• **Your goal**
Transcribe the lines of the records starting with the one that has "Please mark the dark green conifer" in it and ending with the last, and transcribe nothing else.

[Entries from a pointing dataset]
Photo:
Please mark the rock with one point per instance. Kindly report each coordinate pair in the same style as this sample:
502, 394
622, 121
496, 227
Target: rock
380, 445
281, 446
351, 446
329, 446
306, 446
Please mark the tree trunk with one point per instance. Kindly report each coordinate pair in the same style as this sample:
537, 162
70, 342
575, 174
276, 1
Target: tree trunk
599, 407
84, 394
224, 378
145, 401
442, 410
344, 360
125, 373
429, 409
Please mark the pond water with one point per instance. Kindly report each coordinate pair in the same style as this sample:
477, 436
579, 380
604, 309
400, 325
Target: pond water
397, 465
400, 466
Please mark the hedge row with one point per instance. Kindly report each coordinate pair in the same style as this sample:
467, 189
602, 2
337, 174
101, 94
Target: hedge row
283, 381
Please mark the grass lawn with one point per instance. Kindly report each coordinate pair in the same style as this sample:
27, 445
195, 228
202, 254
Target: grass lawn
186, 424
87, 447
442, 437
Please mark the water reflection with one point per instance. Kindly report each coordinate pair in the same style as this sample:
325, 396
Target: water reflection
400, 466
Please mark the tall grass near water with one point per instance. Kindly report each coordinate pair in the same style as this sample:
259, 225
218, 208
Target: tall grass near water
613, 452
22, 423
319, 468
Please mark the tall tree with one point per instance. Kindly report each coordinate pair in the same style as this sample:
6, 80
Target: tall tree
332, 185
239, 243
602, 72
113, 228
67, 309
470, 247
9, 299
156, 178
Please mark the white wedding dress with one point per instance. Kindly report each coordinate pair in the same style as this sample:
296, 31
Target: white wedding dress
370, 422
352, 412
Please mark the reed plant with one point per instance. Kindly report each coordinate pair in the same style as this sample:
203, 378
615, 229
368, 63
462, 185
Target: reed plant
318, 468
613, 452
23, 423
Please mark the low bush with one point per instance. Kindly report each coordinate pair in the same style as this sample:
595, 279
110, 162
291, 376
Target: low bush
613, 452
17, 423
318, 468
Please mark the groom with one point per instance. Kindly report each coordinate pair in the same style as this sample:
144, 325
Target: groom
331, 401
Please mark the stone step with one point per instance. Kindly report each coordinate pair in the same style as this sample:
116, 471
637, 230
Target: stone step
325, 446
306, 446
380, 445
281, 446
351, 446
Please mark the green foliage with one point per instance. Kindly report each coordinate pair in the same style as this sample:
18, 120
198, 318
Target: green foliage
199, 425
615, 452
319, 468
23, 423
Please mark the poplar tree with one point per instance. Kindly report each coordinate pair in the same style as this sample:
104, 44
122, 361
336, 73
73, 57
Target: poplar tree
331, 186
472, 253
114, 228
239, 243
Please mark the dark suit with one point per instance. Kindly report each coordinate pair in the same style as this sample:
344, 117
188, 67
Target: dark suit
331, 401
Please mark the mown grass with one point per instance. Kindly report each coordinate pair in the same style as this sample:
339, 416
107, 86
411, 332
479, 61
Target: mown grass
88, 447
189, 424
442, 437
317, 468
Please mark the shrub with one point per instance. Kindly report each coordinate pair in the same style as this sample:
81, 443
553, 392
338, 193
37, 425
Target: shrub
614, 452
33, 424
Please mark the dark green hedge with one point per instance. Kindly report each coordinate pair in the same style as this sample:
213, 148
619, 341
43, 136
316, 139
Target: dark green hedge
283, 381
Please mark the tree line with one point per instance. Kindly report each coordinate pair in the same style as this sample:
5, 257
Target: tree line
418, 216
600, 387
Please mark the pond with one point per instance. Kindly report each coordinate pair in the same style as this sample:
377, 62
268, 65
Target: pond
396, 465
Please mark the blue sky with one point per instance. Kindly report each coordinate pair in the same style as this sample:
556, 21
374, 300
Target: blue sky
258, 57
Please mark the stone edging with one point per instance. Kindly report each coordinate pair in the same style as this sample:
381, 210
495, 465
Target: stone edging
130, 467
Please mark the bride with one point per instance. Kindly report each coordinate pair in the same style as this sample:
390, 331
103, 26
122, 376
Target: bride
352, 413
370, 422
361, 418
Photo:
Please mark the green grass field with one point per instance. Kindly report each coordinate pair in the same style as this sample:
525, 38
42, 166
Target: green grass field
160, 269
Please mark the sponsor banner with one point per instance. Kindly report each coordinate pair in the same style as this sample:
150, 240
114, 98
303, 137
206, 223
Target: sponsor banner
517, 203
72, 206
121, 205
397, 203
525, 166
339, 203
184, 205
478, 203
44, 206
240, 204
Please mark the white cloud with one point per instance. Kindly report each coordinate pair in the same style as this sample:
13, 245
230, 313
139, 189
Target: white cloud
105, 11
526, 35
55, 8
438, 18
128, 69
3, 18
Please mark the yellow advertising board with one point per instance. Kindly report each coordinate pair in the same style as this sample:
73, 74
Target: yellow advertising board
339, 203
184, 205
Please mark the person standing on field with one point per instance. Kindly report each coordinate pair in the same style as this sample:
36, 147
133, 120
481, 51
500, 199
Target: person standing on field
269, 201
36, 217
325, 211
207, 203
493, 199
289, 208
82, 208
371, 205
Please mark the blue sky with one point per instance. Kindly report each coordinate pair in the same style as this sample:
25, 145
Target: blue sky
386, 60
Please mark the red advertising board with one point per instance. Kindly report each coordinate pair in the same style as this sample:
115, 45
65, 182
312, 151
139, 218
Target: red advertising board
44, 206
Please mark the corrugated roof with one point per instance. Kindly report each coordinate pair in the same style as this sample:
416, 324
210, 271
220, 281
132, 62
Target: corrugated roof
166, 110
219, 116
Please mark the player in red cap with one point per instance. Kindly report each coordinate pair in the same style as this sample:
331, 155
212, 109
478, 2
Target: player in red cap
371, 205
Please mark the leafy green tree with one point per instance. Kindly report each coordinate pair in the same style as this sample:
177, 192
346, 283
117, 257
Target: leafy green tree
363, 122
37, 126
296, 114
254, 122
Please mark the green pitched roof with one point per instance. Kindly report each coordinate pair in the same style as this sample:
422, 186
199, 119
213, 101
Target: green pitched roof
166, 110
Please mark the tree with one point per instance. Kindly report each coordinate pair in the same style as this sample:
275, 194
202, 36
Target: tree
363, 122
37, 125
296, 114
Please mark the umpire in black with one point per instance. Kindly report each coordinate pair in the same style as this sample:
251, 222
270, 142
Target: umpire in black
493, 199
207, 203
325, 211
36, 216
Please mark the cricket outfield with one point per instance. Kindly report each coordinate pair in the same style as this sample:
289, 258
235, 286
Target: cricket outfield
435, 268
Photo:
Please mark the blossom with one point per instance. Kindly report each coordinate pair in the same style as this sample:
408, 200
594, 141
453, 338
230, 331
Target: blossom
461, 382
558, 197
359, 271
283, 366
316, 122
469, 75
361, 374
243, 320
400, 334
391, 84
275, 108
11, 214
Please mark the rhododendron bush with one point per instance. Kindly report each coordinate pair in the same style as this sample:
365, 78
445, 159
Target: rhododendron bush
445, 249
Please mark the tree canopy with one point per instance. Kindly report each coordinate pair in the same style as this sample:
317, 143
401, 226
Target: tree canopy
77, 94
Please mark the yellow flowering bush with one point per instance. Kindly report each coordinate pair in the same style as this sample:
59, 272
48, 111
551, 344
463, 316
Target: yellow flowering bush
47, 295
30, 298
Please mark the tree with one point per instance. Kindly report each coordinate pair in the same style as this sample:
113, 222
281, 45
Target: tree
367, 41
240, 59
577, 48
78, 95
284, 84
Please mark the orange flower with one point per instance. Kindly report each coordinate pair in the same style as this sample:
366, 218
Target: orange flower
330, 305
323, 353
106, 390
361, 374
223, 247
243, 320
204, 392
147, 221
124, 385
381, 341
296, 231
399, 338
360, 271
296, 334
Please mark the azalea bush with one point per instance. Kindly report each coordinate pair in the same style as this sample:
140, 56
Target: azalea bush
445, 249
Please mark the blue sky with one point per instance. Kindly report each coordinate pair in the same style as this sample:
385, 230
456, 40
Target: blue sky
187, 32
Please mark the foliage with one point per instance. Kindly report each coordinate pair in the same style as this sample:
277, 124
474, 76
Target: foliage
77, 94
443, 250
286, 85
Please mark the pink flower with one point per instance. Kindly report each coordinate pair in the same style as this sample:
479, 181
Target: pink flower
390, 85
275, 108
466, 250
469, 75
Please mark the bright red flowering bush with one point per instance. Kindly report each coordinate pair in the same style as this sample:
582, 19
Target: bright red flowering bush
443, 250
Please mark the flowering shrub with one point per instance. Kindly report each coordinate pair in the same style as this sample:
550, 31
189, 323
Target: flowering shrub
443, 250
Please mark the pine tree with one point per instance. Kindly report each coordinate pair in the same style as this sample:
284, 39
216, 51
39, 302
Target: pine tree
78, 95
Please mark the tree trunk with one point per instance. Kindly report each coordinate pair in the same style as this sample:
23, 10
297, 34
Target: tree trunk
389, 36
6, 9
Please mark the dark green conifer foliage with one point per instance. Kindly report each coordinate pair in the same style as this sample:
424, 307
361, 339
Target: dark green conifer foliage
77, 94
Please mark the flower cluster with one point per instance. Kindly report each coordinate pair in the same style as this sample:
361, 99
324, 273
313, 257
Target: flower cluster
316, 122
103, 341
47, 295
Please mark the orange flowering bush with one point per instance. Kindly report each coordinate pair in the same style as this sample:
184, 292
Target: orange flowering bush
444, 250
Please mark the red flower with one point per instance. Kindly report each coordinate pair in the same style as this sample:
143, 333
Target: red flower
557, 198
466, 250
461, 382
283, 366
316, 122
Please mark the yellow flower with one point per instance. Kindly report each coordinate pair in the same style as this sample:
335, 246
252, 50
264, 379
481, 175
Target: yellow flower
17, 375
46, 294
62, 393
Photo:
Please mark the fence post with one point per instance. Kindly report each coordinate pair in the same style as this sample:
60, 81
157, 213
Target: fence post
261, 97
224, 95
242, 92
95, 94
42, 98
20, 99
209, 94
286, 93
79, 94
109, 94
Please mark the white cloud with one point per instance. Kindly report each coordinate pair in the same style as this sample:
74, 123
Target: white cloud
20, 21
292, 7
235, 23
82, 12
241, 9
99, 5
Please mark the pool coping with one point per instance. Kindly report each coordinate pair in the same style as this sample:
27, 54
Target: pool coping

• **The response**
Please mark the dark green conifer foliage with one point per instance. Kindly report each coordinate pair in the same style as this sample:
424, 307
361, 339
Target: dark green conifer foliage
77, 94
Please mark the flower cluster with one point per instance. Kindly report each coordinate pair in the same style as this sample:
361, 99
324, 273
313, 257
Target: flower cluster
316, 122
103, 341
47, 295
Please mark the orange flowering bush with one point per instance. Kindly report each coordinate pair in the same style as this sample:
184, 292
Target: orange flowering bush
444, 250
Please mark the red flower with one point per instance. Kindly report each coordinate pair in the same style as this sample:
143, 333
Target: red flower
557, 198
466, 250
461, 382
283, 366
316, 122
Please mark the yellow flower with one point per instance. Kindly report each coordinate pair in the same style as this sample:
335, 246
252, 50
264, 379
481, 175
Target: yellow flower
17, 375
46, 294
62, 393
Photo:
Please mark the fence post with one point per instance. Kindly report each coordinate pair in the same style as this sample:
60, 81
157, 213
Target: fence post
261, 97
224, 95
242, 92
95, 94
42, 98
20, 99
209, 94
286, 93
79, 94
109, 94
Please mark the white cloud with one point per instance. Kindly report each coordinate pair in the same style as this sample:
74, 123
Target: white cloud
20, 21
292, 7
235, 23
82, 12
241, 9
99, 5
Please mark the pool coping with one point per instance. Kindly report each coordinate pair in the same style as this sample:
27, 54
Target: pool coping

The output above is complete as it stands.